(Dataset excerpts)
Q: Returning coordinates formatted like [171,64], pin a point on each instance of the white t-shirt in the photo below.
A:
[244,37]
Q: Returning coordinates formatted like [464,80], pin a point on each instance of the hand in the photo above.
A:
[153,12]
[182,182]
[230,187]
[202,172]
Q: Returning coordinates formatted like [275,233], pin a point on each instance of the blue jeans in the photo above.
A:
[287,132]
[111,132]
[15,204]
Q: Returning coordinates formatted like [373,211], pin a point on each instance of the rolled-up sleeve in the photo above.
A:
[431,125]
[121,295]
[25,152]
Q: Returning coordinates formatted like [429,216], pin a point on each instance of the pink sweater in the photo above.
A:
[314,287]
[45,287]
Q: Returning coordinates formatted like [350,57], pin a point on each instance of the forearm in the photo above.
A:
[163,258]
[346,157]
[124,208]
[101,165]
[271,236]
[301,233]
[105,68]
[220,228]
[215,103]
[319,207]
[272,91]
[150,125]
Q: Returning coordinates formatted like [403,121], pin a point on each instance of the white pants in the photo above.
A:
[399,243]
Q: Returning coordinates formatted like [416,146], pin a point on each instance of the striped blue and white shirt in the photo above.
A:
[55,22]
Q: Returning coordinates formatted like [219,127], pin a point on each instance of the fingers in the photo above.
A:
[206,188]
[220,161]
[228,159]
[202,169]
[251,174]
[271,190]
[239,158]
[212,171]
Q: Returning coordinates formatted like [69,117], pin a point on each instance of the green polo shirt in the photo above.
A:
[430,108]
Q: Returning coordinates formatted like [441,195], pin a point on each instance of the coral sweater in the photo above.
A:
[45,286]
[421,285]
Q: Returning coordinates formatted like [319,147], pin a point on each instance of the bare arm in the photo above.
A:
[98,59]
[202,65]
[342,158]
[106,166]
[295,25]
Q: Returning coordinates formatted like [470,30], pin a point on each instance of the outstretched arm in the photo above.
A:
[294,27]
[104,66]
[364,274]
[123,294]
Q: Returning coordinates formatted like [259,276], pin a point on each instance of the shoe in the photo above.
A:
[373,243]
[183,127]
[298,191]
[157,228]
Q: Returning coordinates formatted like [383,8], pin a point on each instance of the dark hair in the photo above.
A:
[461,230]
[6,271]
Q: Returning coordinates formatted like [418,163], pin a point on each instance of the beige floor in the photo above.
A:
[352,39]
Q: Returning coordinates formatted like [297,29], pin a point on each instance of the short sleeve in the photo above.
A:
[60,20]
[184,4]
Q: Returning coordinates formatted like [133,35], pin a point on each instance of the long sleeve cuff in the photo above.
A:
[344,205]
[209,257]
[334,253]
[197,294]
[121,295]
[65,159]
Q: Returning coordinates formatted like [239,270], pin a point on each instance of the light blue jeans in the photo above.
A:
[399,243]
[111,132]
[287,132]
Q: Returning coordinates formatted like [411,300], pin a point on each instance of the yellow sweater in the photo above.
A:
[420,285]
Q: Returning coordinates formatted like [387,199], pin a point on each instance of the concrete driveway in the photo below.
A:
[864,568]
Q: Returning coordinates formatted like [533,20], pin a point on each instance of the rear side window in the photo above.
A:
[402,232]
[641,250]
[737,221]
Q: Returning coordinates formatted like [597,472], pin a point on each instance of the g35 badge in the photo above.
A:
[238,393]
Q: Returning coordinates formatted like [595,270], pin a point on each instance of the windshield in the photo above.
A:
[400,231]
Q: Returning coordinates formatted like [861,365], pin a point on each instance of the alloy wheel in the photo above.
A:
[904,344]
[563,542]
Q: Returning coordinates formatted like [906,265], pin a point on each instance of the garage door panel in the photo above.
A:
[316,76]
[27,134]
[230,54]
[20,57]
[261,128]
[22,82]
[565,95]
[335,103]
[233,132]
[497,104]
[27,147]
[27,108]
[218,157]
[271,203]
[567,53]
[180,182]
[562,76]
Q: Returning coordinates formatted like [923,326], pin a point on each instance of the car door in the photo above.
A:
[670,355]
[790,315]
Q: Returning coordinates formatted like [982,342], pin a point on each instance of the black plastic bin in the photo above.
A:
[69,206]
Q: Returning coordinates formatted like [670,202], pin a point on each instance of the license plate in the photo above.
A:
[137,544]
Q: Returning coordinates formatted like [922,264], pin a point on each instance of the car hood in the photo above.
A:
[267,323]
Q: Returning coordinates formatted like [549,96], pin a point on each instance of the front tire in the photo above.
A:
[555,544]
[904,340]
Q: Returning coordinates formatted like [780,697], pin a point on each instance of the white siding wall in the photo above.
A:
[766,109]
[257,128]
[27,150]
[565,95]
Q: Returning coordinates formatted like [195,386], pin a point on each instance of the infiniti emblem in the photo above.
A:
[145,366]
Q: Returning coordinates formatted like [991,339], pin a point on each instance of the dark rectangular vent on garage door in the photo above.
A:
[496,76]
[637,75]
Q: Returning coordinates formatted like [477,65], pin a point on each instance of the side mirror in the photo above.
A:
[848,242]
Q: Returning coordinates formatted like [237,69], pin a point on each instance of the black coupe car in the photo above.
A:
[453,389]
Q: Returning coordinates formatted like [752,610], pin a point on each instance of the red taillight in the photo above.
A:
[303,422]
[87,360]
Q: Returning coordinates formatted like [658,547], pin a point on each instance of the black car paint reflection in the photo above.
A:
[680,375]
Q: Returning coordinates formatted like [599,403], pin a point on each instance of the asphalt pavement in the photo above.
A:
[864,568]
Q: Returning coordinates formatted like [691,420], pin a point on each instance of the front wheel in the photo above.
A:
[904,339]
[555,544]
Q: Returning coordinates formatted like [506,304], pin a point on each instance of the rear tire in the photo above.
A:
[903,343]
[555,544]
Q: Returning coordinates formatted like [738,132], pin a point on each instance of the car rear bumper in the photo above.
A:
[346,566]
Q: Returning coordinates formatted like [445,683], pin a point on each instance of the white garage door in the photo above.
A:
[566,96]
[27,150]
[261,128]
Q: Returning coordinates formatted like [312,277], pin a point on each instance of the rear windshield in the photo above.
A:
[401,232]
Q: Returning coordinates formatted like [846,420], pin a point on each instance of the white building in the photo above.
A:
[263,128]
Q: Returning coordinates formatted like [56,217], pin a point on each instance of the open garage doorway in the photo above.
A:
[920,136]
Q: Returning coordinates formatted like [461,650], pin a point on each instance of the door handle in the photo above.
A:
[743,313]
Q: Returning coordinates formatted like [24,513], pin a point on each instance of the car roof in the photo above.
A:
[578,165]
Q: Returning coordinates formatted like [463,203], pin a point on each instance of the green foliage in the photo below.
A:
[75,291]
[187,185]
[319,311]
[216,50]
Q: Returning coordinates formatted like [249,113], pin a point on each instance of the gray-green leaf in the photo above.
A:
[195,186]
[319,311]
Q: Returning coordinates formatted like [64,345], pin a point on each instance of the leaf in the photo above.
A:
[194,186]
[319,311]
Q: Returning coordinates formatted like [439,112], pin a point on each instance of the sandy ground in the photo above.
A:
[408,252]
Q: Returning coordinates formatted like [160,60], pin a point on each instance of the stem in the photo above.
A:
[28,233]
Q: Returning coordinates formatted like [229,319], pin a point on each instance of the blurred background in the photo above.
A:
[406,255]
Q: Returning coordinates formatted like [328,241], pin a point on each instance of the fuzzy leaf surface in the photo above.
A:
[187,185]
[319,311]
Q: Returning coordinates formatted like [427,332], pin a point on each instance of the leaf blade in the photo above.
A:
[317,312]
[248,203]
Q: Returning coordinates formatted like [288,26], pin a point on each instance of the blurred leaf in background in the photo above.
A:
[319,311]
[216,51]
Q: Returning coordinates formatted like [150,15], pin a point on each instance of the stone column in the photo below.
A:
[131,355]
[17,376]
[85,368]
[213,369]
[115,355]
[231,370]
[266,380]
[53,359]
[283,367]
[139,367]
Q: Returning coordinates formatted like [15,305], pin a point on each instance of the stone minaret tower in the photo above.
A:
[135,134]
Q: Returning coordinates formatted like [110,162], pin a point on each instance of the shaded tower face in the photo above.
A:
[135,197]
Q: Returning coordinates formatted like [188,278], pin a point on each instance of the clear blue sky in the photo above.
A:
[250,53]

Aim of the task:
Would you output, from the records above, exactly the run of lines that starts at the line containing "Q: Returning coordinates formatted like [319,147], pin" and ends at the line containing "Q: Returning coordinates formatted like [470,30], pin", and only that run?

Reply to the task:
Q: Returning coordinates formatted like [319,147], pin a point on each instance of the bare arm in the photo above.
A:
[98,59]
[202,65]
[342,158]
[106,166]
[295,25]
Q: Returning coordinates formatted like [470,30], pin a point on each instance of the outstretched arm in the photo above.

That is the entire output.